Excerpts from a dataset

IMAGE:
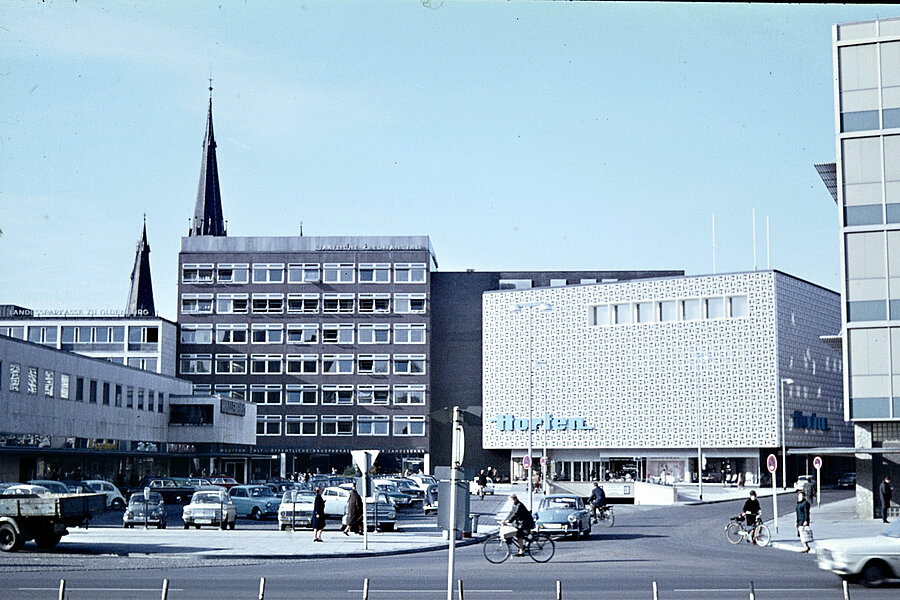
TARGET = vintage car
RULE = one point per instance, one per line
(563, 514)
(296, 509)
(870, 559)
(254, 501)
(145, 511)
(210, 506)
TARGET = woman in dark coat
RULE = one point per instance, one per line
(318, 516)
(354, 513)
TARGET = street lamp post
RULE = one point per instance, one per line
(517, 308)
(789, 381)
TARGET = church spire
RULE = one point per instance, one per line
(208, 218)
(140, 297)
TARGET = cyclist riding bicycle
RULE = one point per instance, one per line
(597, 499)
(523, 521)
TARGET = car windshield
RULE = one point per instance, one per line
(569, 502)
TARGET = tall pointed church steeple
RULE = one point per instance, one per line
(140, 297)
(208, 218)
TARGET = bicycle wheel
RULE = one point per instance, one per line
(607, 518)
(762, 536)
(495, 549)
(734, 532)
(541, 547)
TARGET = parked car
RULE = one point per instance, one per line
(563, 514)
(296, 509)
(254, 501)
(55, 487)
(871, 559)
(114, 498)
(141, 510)
(210, 506)
(847, 480)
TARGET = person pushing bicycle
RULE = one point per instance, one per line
(523, 521)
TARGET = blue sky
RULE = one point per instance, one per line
(518, 135)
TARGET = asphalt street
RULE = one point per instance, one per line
(682, 548)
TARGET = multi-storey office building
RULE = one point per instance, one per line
(328, 336)
(637, 376)
(867, 126)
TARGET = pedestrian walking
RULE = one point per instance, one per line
(885, 491)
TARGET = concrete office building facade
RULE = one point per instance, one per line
(634, 377)
(867, 124)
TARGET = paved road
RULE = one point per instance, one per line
(682, 548)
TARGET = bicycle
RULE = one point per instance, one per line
(758, 533)
(539, 546)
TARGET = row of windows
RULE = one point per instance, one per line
(27, 380)
(267, 304)
(240, 273)
(311, 395)
(662, 311)
(302, 364)
(303, 333)
(335, 425)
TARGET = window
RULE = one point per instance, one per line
(268, 273)
(307, 333)
(231, 364)
(409, 364)
(301, 394)
(337, 363)
(374, 334)
(337, 394)
(409, 426)
(337, 303)
(234, 273)
(305, 364)
(265, 394)
(195, 364)
(338, 272)
(268, 364)
(231, 304)
(303, 273)
(372, 425)
(231, 334)
(268, 425)
(337, 334)
(303, 303)
(301, 425)
(196, 304)
(374, 303)
(197, 273)
(409, 303)
(412, 333)
(267, 334)
(268, 303)
(196, 334)
(409, 394)
(337, 425)
(375, 273)
(237, 391)
(373, 394)
(412, 273)
(374, 364)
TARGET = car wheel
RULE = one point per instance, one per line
(873, 575)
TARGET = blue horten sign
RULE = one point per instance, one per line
(548, 422)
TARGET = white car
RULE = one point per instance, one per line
(114, 498)
(870, 559)
(210, 507)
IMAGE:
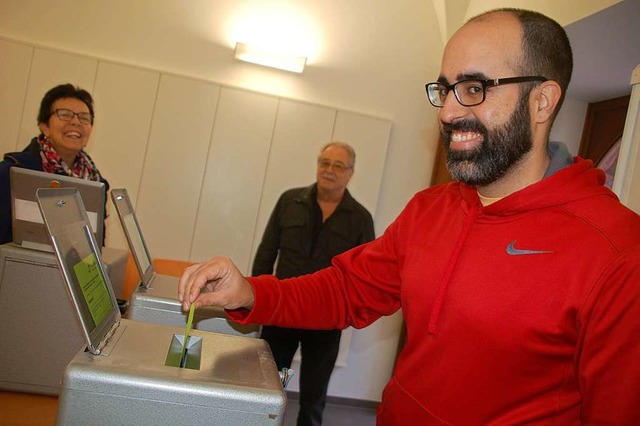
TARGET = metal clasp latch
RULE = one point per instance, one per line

» Brief: Please give only the number of lines above that contain "building".

» Worked solution: 2